◆ **Kaynak Belge**:
---------------

Haber Merkezi
Mersin’de bu yıl ‘Gelenekten Geleceğe: Gıda Mirasının Korunması’ temasıyla 6.’sı düzenlenen; ‘Geleneksel Gıdalar Sempozyumu’nun ilk günü, birbirinden dolu içeriklerin yer aldığı panellerle tamamlandı.
Tarımsal Araştırmalar ve Politikalar Genel Müdürlüğü (TAGEM), TMMOB Gıda Mühendisleri Odası ve TMMOB Ziraat Mühendisleri Odası iş birliğinde gerçekleştirilen sempozyumda, geleneksel gıdalarla gıda güvenliği, yasal düzenlemeler, gıda işleme ve üretim teknolojileri, pazar potansiyeli ve ekonomik yönü gibi konuların ele alındığı ve gün boyu süren panelin ilk gününde ‘Kooperatiflerin Geleneksel Gıdaların Sürdürülebilirliğinde Rolü’ konulu söyleşi ile kapanış yapıldı.

---------------

◆ **Gösterilen Malzeme**:
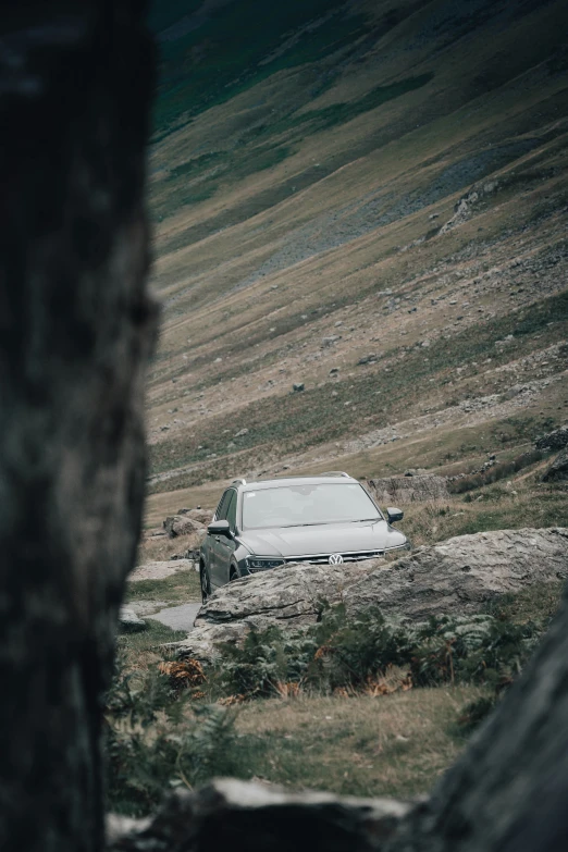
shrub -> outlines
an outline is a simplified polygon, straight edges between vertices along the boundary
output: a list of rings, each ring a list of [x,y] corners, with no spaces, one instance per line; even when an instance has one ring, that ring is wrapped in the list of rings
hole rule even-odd
[[[339,605],[305,634],[284,635],[271,627],[251,631],[240,649],[223,646],[211,682],[213,689],[245,697],[282,694],[282,684],[292,694],[291,683],[353,693],[368,690],[396,667],[417,687],[497,687],[521,669],[543,630],[541,622],[517,625],[490,614],[404,625],[371,608],[348,620]]]
[[[234,713],[190,709],[192,697],[168,674],[126,675],[119,660],[103,714],[109,811],[141,816],[176,786],[232,771]]]

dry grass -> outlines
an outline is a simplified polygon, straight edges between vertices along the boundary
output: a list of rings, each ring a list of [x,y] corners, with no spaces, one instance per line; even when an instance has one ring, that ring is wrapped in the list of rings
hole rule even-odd
[[[460,687],[245,704],[242,774],[344,794],[427,793],[464,746],[460,708],[483,694]]]
[[[162,519],[171,511],[165,510]],[[158,513],[156,513],[158,516]],[[153,526],[152,526],[153,529]],[[152,536],[145,535],[138,546],[137,565],[145,565],[152,561],[168,561],[172,556],[185,553],[187,550],[199,547],[199,538],[196,534],[177,535],[170,539],[168,535]]]

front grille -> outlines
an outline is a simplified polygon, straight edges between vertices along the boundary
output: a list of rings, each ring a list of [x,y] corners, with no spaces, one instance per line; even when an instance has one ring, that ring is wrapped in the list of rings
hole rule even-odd
[[[313,556],[291,556],[286,559],[286,563],[311,563],[312,565],[328,565],[330,556],[335,554],[321,553]],[[339,555],[339,554],[337,554]],[[357,563],[362,559],[372,559],[375,556],[384,556],[384,551],[359,551],[356,553],[342,553],[344,563]]]

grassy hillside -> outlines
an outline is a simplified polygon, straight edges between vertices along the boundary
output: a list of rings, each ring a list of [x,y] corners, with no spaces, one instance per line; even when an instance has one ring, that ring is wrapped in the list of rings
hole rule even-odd
[[[150,24],[150,515],[237,474],[467,470],[566,421],[564,2]]]

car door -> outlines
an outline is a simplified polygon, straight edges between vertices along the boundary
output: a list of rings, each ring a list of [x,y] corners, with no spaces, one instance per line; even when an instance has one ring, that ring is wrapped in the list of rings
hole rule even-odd
[[[227,515],[232,504],[235,506],[236,518],[236,491],[234,489],[227,489],[219,504],[215,520],[229,520]],[[226,535],[211,535],[209,538],[211,539],[209,577],[211,585],[217,588],[229,582],[229,565],[234,547],[229,546],[233,544],[233,542],[231,539],[227,539]]]
[[[231,499],[231,490],[227,489],[223,493],[221,499],[219,501],[219,506],[217,507],[217,511],[213,515],[213,520],[222,520],[224,518],[224,513],[229,506],[230,499]],[[209,571],[209,581],[213,585],[217,585],[217,582],[213,580],[213,573],[215,570],[214,564],[217,558],[217,553],[215,553],[217,538],[218,536],[211,535],[211,533],[208,532],[203,541],[205,560]]]
[[[237,493],[233,491],[229,506],[226,509],[226,520],[233,535],[236,533],[236,509],[237,509]],[[231,557],[233,556],[237,543],[235,539],[227,539],[226,535],[220,535],[217,542],[218,546],[218,567],[219,567],[219,584],[223,585],[231,579]]]

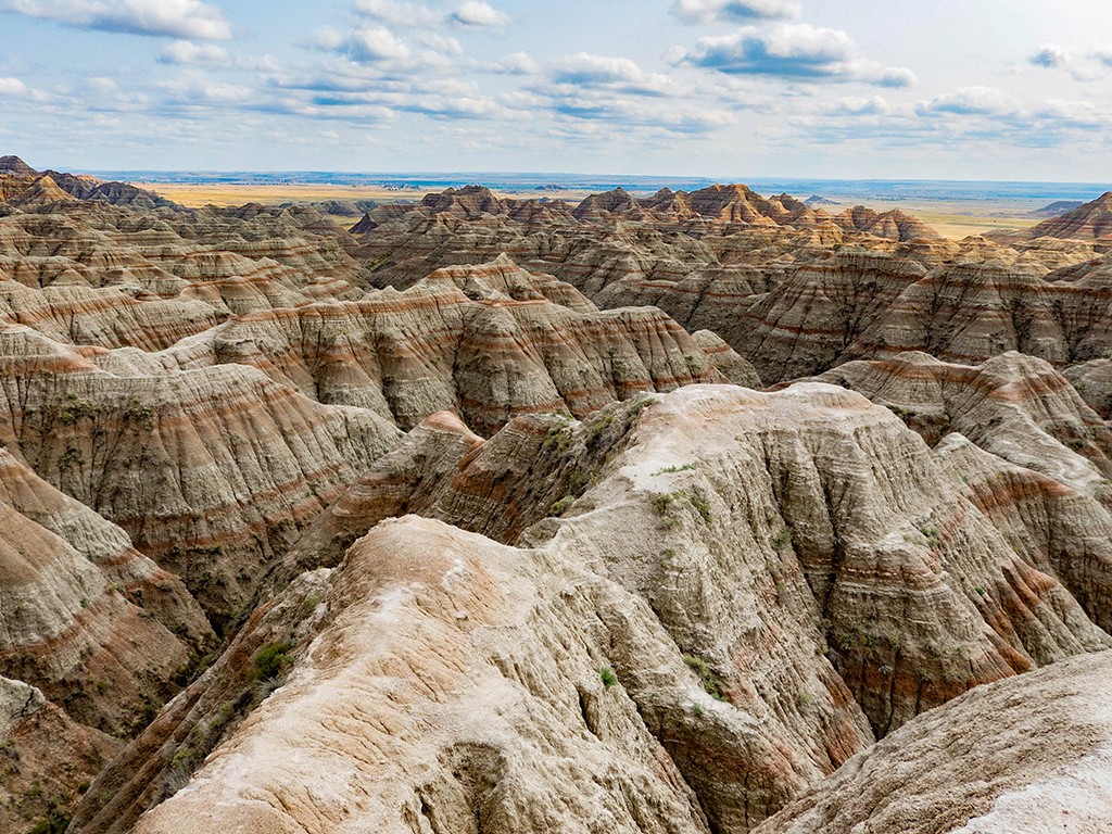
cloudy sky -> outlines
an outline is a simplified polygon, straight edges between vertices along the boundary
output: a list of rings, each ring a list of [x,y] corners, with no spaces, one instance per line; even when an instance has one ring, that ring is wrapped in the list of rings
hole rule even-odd
[[[71,169],[1112,179],[1108,0],[0,0]]]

---------------

◆ **Alıştırma Yönergeleri**:
#1 Sempozyum haberine göre aşağıdaki soruları yanıtlayın.
(a) Geleneksel Gıdalar Sempozyumu bu yıl kaçıncı kez düzenlendi?
(b) Sempozyum hangi kurumların iş birliğinde gerçekleştirildi?
(c) İlk günün kapanışı hangi konulu söyleşiyle yapıldı?
#2 Geleneksel Gıdalar Sempozyumu haberinin devamını yazın.

◆ **Yanıtlar**:
#1
(a) 6. kez düzenlendi.
(b) Tarımsal Araştırmalar ve Politikalar Genel Müdürlüğü (TAGEM), TMMOB Gıda Mühendisleri Odası ve TMMOB Ziraat Mühendisleri Odası.
(c) 'Kooperatiflerin Geleneksel Gıdaların Sürdürülebilirliğinde Rolü' konulu söyleşiyle.

#2
TMMOB Gıda Mühendisleri Odası Yönetim Kurulu Başkanı Yaşar Üzümcü’nün moderatörlüğünü yaptığı panelde; Mersin’den Kadın Kooperatifi Yönetim Kurulu Başkanı Meral Seçer, Bereketli Eller Yönetim Kurulu Başkan Yardımcısı Özlem Sarı, Defne Kadın Girişimi Üretim ve İşletme Kooperatifi Yönetim Kurulu Üyesi Nesrin Deli, Gıda Mühendisleri Odası Bolu İl Temsilcisi Cem Kösemeci ile TARGET Yönetim Kurulu Üyesi Erdem Ak yer aldı.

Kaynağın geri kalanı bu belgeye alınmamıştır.